● **Exercise aim**
Can you repeat, word for word, the part of the passage on Angles and Celts between "For example, in" and "until recent centuries.", inclusive?
***** Excerpted passage *****
East to West: Angles and Celts

The English then settled densely only the eastern half of what we now call England. The further east the greater the English DNA, the further west the greater the Celtic DNA and the greater the Celtic population and influence. England itself is then divided between a mainly English eastern half and a mainly Celtic western half. Thus, the British Isles and Ireland are genetically an Anglo-Celtic community. Just as in France, one can see the distribution of DNA by what people drink – the Germanic north near Belgium drinks beer, the Celtic north-west drinks cider, but the vast bulk of Latinised France drinks wine – so in England to this day also.

For example, in East Anglia people refer to ale, in the East Midlands which begins after the Rivers Ouse and Cam in eastern Cambridgeshire and ends near Newark in eastern Nottinghamshire, they refer to beer, and in the West Midlands, west of Newark and ending on the Welsh border, they refer to cider. Beyond this of course, we arrive in what used to be purely Celtic areas, Cymru (pronounced ‘Kumri’, called ‘Wales’), Cornwall (the ‘Welsh’ who live in the ‘corn’ or ‘horn’), Cumbria, the Isle of Man, Scotland and Ireland. Here the Celtic languages are still today, if only among a minority, alive. English was not spoken there until recent centuries.

East Anglia and Its Character

East Anglia is the furthest east you can go in England (the actual most easterly point is Lowestoft) and therefore, racially, the most English. This is also the closest to the Netherlands, whose Dutch and Frisian languages are linguistically the closest to English. Geographically, East Anglia consists of Norfolk, Suffolk, eastern Cambridgeshire as far as the eastern bank of the River Ouse, including Ely, and of the River Cam, and of a strip of North Essex near the Suffolk border some seven or so miles deep. The extent of the East Anglian domain could once be determined by the dialects of Norfolk and Suffolk, lapping over to eastern Cambridgeshire and North Essex, though these are less and less heard today. Where East Anglia ended in eastern Cambridgeshire, there began the East Mercian (East Midlands) accent and where East Anglian ended in North Essex there began the Essex accent, which is the same as the east London accent. What can we say of East Anglians, who are always so underestimated by foreigners, newcomers and upstarts, who understand little of our history and reality?
***** Input data *****
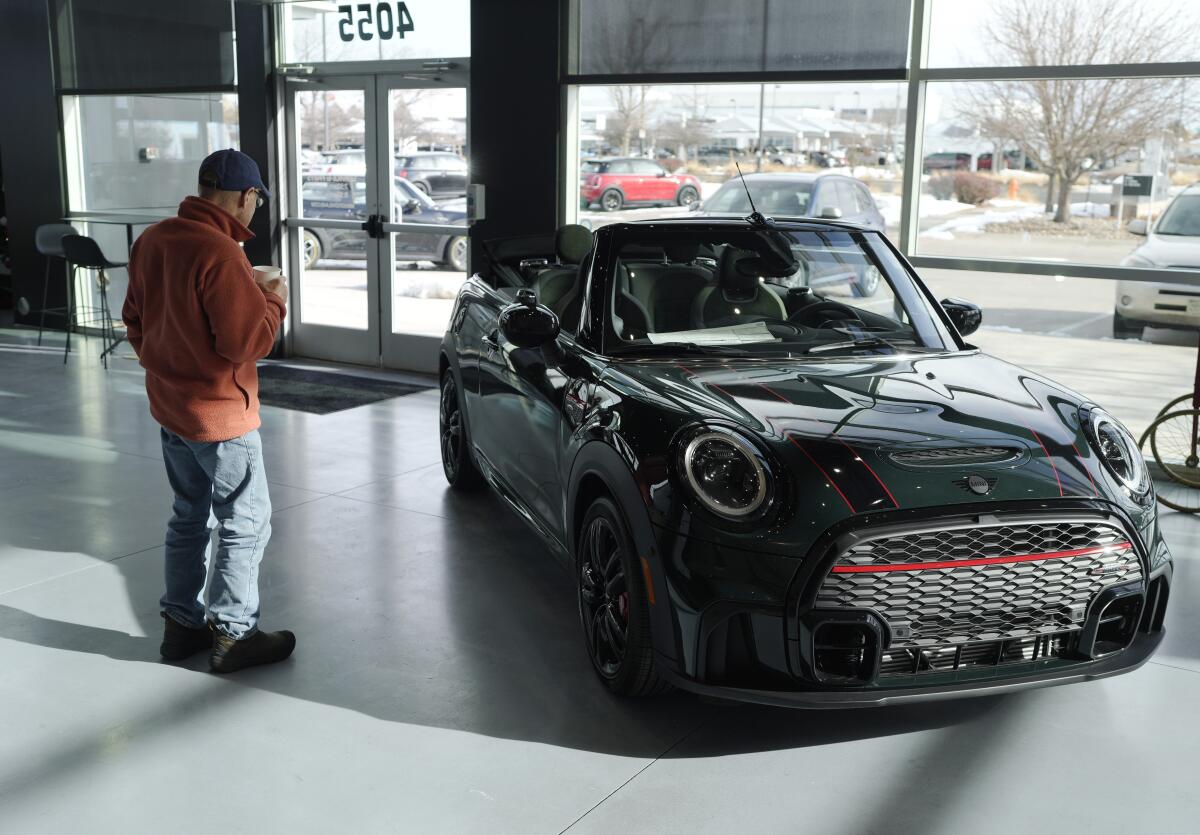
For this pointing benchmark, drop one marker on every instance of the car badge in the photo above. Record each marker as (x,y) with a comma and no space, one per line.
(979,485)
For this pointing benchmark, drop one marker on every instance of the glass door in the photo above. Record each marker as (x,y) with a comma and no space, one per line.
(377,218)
*****
***** Input data *****
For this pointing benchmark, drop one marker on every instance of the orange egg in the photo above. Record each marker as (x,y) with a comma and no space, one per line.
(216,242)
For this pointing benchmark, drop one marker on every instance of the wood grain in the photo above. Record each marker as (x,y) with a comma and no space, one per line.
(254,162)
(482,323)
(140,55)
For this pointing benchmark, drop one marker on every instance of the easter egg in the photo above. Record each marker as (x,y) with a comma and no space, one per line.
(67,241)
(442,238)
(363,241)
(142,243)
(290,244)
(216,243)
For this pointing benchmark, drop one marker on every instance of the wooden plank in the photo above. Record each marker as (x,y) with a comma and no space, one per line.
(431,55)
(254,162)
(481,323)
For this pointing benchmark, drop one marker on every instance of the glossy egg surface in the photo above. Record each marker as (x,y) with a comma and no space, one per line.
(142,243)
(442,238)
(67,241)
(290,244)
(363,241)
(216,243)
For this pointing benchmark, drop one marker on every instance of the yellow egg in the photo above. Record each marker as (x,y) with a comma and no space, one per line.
*****
● **Finished task**
For example, in East Anglia people refer to ale, in the East Midlands which begins after the Rivers Ouse and Cam in eastern Cambridgeshire and ends near Newark in eastern Nottinghamshire, they refer to beer, and in the West Midlands, west of Newark and ending on the Welsh border, they refer to cider. Beyond this of course, we arrive in what used to be purely Celtic areas, Cymru (pronounced ‘Kumri’, called ‘Wales’), Cornwall (the ‘Welsh’ who live in the ‘corn’ or ‘horn’), Cumbria, the Isle of Man, Scotland and Ireland. Here the Celtic languages are still today, if only among a minority, alive. English was not spoken there until recent centuries.